Task brief: Look for "outline: rose of sharon flower" in the listing below, then copy exactly the line it appears in and all lines after it to the end, and nothing more.

Material provided:
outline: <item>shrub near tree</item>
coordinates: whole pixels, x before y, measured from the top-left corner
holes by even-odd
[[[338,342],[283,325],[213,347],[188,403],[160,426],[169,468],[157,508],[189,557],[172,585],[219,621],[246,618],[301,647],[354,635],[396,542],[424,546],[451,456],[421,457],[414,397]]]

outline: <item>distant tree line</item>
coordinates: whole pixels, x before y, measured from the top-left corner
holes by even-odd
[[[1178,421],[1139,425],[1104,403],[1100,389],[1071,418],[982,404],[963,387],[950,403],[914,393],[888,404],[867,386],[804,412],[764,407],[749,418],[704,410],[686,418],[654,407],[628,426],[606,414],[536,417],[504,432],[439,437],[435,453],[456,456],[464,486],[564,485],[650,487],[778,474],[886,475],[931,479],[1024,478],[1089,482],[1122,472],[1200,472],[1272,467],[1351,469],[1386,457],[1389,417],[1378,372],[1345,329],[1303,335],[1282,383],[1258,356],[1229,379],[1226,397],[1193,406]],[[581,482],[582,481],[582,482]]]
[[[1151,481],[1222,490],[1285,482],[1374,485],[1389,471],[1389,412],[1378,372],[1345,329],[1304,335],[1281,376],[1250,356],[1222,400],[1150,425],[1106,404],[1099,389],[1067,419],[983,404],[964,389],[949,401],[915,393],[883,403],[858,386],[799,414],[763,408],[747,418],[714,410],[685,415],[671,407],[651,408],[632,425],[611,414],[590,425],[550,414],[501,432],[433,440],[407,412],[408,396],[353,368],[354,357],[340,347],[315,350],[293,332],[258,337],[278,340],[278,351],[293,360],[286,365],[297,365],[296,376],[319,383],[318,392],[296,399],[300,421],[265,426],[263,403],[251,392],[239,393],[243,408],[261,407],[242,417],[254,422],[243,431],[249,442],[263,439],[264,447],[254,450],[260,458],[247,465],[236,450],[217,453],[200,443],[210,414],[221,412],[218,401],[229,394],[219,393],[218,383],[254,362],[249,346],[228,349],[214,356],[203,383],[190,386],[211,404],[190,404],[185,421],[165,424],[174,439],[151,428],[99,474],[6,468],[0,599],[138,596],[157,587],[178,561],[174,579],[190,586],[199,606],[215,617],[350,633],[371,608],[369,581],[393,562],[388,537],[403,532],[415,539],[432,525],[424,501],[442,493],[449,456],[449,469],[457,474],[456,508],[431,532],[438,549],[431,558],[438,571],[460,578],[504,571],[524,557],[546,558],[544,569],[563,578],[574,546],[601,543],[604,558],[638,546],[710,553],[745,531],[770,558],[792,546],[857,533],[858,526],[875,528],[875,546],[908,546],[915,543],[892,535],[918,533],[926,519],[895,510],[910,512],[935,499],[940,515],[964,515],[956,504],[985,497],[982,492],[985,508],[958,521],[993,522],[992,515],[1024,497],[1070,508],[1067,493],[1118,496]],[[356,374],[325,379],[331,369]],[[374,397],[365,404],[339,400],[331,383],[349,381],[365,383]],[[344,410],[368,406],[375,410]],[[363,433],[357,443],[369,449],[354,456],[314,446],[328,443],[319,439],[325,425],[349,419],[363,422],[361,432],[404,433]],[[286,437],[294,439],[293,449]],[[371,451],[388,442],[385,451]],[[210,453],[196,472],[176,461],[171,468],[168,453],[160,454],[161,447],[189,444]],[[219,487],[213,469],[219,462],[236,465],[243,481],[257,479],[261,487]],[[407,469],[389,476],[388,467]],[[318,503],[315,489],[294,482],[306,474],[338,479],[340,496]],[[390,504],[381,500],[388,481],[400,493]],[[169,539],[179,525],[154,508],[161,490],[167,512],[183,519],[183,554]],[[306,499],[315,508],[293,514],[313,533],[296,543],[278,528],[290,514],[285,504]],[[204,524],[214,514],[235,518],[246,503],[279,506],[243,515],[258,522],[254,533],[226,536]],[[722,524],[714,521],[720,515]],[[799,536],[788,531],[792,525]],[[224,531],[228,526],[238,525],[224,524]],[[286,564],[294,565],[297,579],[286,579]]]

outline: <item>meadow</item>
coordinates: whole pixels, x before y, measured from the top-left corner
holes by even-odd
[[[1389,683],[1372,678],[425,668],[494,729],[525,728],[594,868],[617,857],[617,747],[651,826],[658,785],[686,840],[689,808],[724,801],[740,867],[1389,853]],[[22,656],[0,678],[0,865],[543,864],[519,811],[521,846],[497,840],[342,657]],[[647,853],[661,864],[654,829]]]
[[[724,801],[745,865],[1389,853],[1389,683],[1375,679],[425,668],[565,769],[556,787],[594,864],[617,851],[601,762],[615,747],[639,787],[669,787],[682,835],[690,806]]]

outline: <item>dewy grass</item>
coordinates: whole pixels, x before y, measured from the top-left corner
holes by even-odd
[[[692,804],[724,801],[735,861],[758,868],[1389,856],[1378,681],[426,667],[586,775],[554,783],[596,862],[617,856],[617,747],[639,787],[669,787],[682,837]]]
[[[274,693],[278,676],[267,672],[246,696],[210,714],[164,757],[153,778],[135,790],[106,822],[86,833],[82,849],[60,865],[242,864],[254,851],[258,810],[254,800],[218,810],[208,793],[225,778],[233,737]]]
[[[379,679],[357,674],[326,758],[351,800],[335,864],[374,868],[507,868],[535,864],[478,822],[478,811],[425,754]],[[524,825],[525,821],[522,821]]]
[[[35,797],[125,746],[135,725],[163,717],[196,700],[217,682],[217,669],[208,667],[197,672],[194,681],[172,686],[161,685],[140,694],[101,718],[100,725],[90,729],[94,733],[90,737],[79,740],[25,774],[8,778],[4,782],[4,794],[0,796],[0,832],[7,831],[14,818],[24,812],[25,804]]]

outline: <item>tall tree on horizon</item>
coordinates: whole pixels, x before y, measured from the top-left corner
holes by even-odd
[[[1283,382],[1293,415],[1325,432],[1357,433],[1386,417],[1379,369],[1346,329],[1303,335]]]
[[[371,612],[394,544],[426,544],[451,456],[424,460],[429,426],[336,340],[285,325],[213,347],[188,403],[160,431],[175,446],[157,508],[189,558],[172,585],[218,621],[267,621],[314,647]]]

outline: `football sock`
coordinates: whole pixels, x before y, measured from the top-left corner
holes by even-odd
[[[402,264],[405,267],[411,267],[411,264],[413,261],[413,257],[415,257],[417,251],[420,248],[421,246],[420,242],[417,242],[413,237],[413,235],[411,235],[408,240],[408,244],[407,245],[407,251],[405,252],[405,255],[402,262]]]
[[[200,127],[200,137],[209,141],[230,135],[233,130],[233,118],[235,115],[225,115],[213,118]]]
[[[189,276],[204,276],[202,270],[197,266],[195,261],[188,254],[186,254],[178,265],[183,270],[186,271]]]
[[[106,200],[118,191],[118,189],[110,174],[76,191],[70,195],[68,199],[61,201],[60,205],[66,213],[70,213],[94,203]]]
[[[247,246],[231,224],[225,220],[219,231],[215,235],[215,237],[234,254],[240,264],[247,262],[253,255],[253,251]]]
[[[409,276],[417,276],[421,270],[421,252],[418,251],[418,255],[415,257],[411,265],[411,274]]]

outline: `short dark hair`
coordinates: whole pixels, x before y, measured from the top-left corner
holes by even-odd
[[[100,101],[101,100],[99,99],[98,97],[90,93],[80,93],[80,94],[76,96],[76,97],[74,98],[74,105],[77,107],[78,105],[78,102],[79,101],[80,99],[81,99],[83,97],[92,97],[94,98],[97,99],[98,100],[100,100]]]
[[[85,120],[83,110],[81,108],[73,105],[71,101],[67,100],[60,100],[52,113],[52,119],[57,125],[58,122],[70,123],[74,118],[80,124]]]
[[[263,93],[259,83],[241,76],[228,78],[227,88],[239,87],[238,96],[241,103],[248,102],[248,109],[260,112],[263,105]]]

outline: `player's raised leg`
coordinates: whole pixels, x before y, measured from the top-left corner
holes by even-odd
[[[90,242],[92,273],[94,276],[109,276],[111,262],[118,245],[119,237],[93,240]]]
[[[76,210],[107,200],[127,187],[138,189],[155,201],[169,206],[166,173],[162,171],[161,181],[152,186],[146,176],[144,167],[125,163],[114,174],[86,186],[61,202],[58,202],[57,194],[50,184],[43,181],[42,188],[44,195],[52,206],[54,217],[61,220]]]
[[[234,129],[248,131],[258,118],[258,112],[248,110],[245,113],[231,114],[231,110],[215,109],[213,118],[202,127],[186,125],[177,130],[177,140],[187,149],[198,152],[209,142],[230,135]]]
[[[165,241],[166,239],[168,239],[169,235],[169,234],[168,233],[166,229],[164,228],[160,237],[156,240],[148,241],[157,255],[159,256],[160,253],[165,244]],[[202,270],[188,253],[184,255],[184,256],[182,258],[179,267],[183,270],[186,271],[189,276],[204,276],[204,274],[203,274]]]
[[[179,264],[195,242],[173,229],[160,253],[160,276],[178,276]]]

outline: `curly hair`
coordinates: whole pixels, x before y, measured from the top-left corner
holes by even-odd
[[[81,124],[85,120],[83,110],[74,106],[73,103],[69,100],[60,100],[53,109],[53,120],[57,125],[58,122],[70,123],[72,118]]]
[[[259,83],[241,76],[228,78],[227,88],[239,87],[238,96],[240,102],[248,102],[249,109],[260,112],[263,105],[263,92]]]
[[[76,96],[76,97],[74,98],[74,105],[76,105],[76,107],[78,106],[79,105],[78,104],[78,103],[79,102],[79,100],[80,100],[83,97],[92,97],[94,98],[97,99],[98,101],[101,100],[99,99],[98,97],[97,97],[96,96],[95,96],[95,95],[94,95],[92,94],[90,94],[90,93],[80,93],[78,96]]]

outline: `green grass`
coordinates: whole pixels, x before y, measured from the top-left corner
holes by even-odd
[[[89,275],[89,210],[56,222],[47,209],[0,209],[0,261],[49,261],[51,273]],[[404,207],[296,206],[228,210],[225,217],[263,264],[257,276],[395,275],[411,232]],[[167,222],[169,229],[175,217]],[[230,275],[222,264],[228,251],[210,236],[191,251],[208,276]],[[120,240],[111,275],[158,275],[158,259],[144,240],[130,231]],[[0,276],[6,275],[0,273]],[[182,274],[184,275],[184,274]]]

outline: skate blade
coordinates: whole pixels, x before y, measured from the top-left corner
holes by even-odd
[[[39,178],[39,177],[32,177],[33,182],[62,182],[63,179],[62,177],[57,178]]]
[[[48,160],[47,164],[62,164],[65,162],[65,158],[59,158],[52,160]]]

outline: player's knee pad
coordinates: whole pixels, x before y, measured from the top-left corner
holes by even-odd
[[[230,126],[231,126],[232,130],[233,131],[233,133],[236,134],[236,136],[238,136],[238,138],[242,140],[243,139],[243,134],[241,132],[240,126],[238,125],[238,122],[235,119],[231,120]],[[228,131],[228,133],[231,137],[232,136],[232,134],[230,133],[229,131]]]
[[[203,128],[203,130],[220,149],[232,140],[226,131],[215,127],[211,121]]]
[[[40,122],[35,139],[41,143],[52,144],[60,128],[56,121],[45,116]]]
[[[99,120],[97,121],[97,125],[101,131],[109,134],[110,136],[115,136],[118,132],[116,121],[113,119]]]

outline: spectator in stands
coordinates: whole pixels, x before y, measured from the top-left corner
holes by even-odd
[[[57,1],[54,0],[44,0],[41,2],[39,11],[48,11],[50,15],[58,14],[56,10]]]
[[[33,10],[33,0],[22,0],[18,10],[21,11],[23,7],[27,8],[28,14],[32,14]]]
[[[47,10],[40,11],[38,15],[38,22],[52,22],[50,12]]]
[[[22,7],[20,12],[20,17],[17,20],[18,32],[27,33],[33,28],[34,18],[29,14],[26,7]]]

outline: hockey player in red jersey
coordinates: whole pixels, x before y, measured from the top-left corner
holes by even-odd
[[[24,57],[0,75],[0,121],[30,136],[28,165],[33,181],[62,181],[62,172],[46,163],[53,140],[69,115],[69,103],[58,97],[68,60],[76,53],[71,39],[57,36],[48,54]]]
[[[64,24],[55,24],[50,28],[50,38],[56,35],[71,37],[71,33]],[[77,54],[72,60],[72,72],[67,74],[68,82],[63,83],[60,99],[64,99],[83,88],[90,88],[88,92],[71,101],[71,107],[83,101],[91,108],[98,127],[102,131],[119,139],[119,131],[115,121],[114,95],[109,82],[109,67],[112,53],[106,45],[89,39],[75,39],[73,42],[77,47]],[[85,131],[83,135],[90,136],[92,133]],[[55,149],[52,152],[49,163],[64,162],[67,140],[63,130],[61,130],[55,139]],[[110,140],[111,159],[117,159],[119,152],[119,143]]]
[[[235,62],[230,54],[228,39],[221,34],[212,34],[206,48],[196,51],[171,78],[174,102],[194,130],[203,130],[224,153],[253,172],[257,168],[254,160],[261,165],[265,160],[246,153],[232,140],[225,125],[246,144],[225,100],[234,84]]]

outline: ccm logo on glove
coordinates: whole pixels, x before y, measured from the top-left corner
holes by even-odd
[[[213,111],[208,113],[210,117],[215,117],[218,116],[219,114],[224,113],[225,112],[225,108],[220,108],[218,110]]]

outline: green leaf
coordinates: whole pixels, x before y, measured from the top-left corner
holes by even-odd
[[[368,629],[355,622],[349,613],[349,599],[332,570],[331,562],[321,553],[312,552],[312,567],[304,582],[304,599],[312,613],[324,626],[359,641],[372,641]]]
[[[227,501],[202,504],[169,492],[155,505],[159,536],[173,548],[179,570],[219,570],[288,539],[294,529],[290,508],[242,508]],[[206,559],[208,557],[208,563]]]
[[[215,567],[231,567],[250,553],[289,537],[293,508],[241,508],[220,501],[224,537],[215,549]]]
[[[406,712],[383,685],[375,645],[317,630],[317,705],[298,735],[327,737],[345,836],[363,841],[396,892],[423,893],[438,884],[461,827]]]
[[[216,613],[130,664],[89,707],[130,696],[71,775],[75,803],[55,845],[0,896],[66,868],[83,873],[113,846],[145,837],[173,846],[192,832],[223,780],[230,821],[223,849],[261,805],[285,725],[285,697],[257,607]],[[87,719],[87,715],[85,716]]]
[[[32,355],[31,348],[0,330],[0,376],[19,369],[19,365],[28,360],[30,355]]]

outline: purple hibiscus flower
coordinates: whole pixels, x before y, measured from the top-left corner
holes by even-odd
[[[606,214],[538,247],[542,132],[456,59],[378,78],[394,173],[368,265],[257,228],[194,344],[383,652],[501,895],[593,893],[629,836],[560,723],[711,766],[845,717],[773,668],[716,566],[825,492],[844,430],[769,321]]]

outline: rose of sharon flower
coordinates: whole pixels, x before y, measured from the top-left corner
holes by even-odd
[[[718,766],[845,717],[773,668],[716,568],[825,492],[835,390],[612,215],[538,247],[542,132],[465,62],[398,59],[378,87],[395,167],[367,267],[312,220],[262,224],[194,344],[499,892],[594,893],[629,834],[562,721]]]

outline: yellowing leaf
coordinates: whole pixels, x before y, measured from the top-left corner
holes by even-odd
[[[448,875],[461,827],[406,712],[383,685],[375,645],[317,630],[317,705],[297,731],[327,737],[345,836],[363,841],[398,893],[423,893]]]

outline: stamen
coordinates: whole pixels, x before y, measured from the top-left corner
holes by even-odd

Exercise result:
outline: rose of sharon flower
coordinates: whole pixels, x before y, measured from the top-left corner
holes by even-odd
[[[718,766],[845,717],[773,668],[716,568],[825,492],[835,390],[612,215],[538,247],[542,132],[465,62],[398,59],[378,87],[395,167],[367,267],[312,220],[262,224],[194,344],[499,892],[594,893],[629,834],[562,721]]]

outline: yellowing leaf
coordinates: whole pixels, x before y, measured from the top-left corner
holes by even-odd
[[[448,875],[461,827],[406,712],[383,685],[375,645],[317,630],[317,705],[297,731],[327,737],[345,836],[363,841],[398,893],[423,893]]]

outline: stamen
coordinates: whole pixels, x before y, measured from the top-left corner
holes by even-odd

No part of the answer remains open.